◆ Exercise directions
Put the listing below into a JSON list of strings, one string per line, leaving out any blank lines.

___ Supplied records ___

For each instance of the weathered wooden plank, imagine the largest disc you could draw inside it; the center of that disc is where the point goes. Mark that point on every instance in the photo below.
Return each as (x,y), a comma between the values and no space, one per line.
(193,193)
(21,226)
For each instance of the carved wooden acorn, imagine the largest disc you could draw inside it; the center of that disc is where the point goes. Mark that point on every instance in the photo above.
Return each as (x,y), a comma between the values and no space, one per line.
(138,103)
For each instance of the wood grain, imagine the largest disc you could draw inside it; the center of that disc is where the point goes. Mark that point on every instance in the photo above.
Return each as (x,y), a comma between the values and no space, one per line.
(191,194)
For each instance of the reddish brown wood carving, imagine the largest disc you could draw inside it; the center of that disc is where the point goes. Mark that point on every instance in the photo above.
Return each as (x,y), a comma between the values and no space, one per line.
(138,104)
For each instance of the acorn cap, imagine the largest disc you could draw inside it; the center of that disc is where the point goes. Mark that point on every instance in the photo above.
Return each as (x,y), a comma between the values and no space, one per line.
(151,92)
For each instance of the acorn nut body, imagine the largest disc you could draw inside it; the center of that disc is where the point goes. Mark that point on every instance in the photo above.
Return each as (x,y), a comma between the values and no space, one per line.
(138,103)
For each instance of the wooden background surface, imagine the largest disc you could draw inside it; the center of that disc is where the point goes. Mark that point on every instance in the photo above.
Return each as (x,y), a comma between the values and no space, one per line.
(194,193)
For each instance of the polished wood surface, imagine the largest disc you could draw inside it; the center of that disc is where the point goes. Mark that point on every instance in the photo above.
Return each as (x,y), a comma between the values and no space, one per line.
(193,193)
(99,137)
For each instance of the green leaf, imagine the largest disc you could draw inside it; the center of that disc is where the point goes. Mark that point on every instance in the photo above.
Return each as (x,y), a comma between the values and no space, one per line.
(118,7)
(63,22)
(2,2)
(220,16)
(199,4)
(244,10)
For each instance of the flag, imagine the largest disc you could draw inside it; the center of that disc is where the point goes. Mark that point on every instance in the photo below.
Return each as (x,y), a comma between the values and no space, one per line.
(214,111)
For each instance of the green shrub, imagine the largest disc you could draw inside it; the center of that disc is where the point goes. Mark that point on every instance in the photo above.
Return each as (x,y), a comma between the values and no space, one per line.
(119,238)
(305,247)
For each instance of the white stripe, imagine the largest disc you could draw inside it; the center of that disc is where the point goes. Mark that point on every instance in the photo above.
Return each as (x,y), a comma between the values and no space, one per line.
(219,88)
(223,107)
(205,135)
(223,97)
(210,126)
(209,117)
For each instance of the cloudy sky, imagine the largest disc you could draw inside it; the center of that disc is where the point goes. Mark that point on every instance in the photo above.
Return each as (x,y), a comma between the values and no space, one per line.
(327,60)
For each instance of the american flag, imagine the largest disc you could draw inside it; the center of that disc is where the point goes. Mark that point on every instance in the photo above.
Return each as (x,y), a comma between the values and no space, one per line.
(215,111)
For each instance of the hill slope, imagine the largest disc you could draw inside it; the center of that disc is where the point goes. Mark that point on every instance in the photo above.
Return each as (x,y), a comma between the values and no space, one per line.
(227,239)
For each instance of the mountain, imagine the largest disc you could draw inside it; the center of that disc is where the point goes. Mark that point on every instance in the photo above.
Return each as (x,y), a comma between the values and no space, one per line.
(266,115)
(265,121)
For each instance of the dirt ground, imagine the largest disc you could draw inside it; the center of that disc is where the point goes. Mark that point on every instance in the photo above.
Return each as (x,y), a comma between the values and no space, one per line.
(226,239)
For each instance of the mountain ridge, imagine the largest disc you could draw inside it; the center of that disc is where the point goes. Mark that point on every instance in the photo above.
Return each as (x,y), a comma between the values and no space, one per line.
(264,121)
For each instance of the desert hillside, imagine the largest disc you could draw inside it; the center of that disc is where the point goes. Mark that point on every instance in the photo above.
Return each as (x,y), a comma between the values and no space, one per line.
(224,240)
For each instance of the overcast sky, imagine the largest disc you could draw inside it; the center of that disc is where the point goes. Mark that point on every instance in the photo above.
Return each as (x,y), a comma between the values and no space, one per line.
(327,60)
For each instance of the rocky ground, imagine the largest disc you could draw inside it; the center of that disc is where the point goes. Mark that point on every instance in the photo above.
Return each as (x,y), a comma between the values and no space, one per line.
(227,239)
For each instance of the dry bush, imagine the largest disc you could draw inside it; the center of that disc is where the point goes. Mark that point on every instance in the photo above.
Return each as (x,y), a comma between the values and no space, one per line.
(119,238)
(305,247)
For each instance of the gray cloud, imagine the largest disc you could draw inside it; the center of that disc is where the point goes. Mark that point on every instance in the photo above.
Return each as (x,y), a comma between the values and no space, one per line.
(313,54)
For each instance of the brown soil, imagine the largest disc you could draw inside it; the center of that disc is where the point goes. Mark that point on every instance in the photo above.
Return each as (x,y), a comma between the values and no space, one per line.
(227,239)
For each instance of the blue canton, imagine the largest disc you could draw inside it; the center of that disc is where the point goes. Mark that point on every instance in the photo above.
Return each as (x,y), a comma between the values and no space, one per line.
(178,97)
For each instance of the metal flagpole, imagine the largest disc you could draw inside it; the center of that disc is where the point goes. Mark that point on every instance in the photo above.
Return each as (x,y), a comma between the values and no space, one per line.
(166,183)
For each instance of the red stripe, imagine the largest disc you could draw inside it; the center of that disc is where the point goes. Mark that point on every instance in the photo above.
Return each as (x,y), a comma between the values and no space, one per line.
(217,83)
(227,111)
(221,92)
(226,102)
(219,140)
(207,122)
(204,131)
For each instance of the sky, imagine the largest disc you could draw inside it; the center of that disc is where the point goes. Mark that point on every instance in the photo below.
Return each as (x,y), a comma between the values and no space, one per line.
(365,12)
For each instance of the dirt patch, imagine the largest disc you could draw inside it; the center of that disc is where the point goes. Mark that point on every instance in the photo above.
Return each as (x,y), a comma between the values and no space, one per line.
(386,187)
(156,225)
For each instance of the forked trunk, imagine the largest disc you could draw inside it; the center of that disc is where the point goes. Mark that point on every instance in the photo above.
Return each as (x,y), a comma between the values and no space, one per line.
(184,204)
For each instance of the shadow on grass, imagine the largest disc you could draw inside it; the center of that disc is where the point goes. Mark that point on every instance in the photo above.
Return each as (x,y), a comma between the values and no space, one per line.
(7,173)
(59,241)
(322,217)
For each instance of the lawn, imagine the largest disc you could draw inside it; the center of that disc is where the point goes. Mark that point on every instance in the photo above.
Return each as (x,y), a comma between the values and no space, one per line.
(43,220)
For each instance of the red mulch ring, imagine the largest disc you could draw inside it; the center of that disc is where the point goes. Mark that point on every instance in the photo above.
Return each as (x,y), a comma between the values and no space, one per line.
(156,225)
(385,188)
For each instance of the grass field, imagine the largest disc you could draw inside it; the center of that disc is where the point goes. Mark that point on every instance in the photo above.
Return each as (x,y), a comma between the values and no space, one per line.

___

◆ Reply to the task
[
  "For each instance of the weathered wooden plank, imagine the largest disc you could draw inside it; the center of that disc is where the point goes. Mark that point on every instance in the photo below.",
  "Return each as (x,y), a comma between the values and no space, one per line.",
  "(193,193)",
  "(21,226)",
  "For each instance of the carved wooden acorn, imagine the largest disc you could draw inside it; the center of that disc is where the point goes. Mark that point on every instance in the photo above.",
  "Return each as (x,y), a comma between the values and no space, one per line.",
  "(138,103)",
  "For each instance of the wood grain, imagine the largest disc you could draw inside it; the center of that disc is where the point goes. Mark that point on every instance in the photo above.",
  "Return each as (x,y), a comma between the values and no space, one per line.",
  "(191,194)",
  "For each instance of the reddish brown wood carving, imagine the largest disc you could draw inside it; the center of that disc is where the point goes. Mark that point on every instance in the photo above.",
  "Return each as (x,y), a comma between the values and no space, one per line.",
  "(138,104)",
  "For each instance of the acorn cap, imagine the largest disc you could draw inside it; the center of that disc is where the point goes. Mark that point on every instance in the photo above.",
  "Return each as (x,y), a comma between the values and no space, one per line.",
  "(151,92)",
  "For each instance of the acorn nut body, imagine the largest disc you could draw inside it; the center of that disc is where the point goes. Mark that point on every instance in the photo above.",
  "Return each as (x,y), a comma between the values and no space, one per line.",
  "(138,103)",
  "For each instance of the wooden background surface, imagine the largest disc you could draw inside it; the center of that disc is where the point goes. Mark that point on every instance in the photo above.",
  "Return each as (x,y), a comma between the values and no space, one per line.",
  "(194,193)",
  "For each instance of the polished wood surface, imagine the largest disc you could draw inside it; the center of that disc is where the point goes. Mark that point on every instance in the photo above.",
  "Return each as (x,y), a comma between the values and no space, one per line.",
  "(193,193)",
  "(99,137)",
  "For each instance of the green leaf, imagine the largest disc you could draw inside it; the center of that disc is where the point goes. Mark that point on every instance in the photo above.",
  "Return each as (x,y), a comma between the values and no space, one per line.",
  "(118,7)",
  "(63,22)",
  "(2,2)",
  "(220,16)",
  "(199,4)",
  "(244,10)",
  "For each instance of the flag, imagine the largest disc you could draw inside it; the center of that disc is where the point goes. Mark that point on every instance in the photo below.",
  "Return each as (x,y), a comma between the values and no space, one per line.",
  "(214,111)",
  "For each instance of the green shrub, imagine the largest disc you could draw inside it; the center of that disc is where the point goes. Mark that point on every instance in the photo above.",
  "Return each as (x,y), a comma between the values and no space, one per line.",
  "(119,238)",
  "(305,247)",
  "For each instance of the white stripe, imagine the largest disc you could draw inside it; the center of that disc is where the point goes. Mark that point on every instance in the photo above.",
  "Return each as (x,y), a comma between the values and no space, one per line.",
  "(219,88)",
  "(223,107)",
  "(205,135)",
  "(223,97)",
  "(210,126)",
  "(209,117)",
  "For each instance of the cloudy sky, imagine the largest disc you could draw inside it; the center of that disc is where the point goes. Mark that point on every instance in the photo above.",
  "Return each as (x,y), a comma between the values and no space, one per line.",
  "(327,60)",
  "For each instance of the american flag, imagine the largest disc you could draw inside it; the center of that disc is where the point goes. Mark that point on every instance in the photo above.",
  "Return each as (x,y), a comma between the values and no space, one per line.",
  "(215,111)",
  "For each instance of the hill slope, imagine the largest disc you could draw inside it; the center of that disc is where the point goes. Mark that point on every instance in the photo above.",
  "Return each as (x,y), a comma between the values and no space, one per line.",
  "(227,239)",
  "For each instance of the mountain, imagine the largest disc you could draw inside it; the center of that disc is where the point goes. Mark that point on every instance in the photo above.",
  "Return each as (x,y), a comma between the values and no space, one per line.",
  "(266,115)",
  "(265,121)",
  "For each instance of the dirt ground, imagine the largest disc you could draw inside it; the center of that disc is where the point goes. Mark that point on every instance in the photo above.",
  "Return each as (x,y), a comma between the values and no space, one per line.",
  "(226,239)",
  "For each instance of the mountain ridge, imagine the largest disc you could draw inside it; the center of that disc is where the point goes. Mark that point on every instance in the photo above.",
  "Return each as (x,y), a comma between the values and no space, one per line.",
  "(264,121)",
  "For each instance of the desert hillside, imagine the largest disc you could draw inside it; the center of that disc is where the point goes. Mark that point on every instance in the photo above.",
  "Return each as (x,y), a comma between the values and no space, one per line.",
  "(224,240)",
  "For each instance of the overcast sky, imagine the largest disc you could draw inside it; the center of that disc is where the point goes. Mark that point on every instance in the photo above.",
  "Return each as (x,y), a comma between the values and no space, one per line.",
  "(327,60)",
  "For each instance of the rocky ground, imagine the largest disc you could draw inside it; the center of that disc is where the point goes. Mark that point on every instance in the photo above.",
  "Return each as (x,y), a comma between the values and no space, one per line.",
  "(227,239)",
  "For each instance of the dry bush, imagine the largest disc you could draw inside it; the center of that disc is where the point goes. Mark that point on every instance in the photo above.",
  "Return each as (x,y), a comma between the values and no space, one per line.",
  "(119,238)",
  "(305,247)",
  "For each instance of the gray cloud, imagine the largest disc you could draw inside it; the center of that disc is where the point goes. Mark that point on every instance in the photo above.",
  "Return each as (x,y), a comma between the values and no space, one per line.",
  "(313,54)",
  "For each instance of the brown soil, imagine the largest disc you could draw inside it; the center of that disc is where the point goes. Mark that point on every instance in the photo above.",
  "Return each as (x,y), a comma between the values and no space, one per line.",
  "(227,239)",
  "For each instance of the blue canton, imagine the largest disc you could draw inside it; the center of that disc is where the point goes. Mark that point on every instance in the photo above.",
  "Return each as (x,y), a comma between the values and no space, one per line.",
  "(178,97)",
  "For each instance of the metal flagpole, imagine the largest disc you could draw inside it; the center of that disc is where the point goes. Mark that point on every instance in the photo above.",
  "Return each as (x,y), a comma between the values and no space, one per line.",
  "(166,183)",
  "For each instance of the red stripe, imagine the largest disc you could draw inside it; the center of that disc is where the point goes. Mark that point on every instance in the photo above.",
  "Return each as (x,y), a comma between the values and no space, one per line.",
  "(217,83)",
  "(227,111)",
  "(221,92)",
  "(226,102)",
  "(219,140)",
  "(207,122)",
  "(204,131)",
  "For each instance of the sky, imagine the largest disc you could draw inside it; the center of that disc is where the point goes. Mark that point on every instance in the photo below.",
  "Return each as (x,y), a comma between the values and no space, one per line.",
  "(365,12)",
  "For each instance of the dirt patch, imagine the largest disc you could draw inside it; the center of that disc is where the point goes. Mark that point on every instance in the photo above.",
  "Return each as (x,y), a comma between the values and no space, one per line.",
  "(386,187)",
  "(156,225)",
  "For each instance of the forked trunk, imagine the largest disc you could draw inside it; the center of that disc is where the point goes. Mark that point on every instance in the photo above.",
  "Return each as (x,y), a comma between the values and no space, one per line.",
  "(184,204)",
  "For each instance of the shadow on grass, imagine the largest disc you could draw inside it; the center of that disc is where the point goes. Mark that point on every instance in the photo above.",
  "Return each as (x,y), a comma between the values and no space, one per line.",
  "(7,173)",
  "(59,241)",
  "(322,217)",
  "For each instance of the lawn, imagine the largest disc you could draw inside it; the center of that disc is where the point goes. Mark that point on every instance in the photo above.",
  "Return each as (x,y), a comma between the values and no space, one per line.",
  "(43,220)",
  "For each instance of the red mulch ring, imagine the largest disc you could draw inside it; the center of that disc is where the point goes. Mark that point on every instance in the photo above.",
  "Return each as (x,y), a comma between the values and no space, one per line.",
  "(156,225)",
  "(385,188)",
  "For each instance of the grass field, imagine the largest disc you could draw inside it; the center of that disc is where the point goes. Mark that point on every instance in the photo above.",
  "Return each as (x,y), a comma between the values and no space, one per line."
]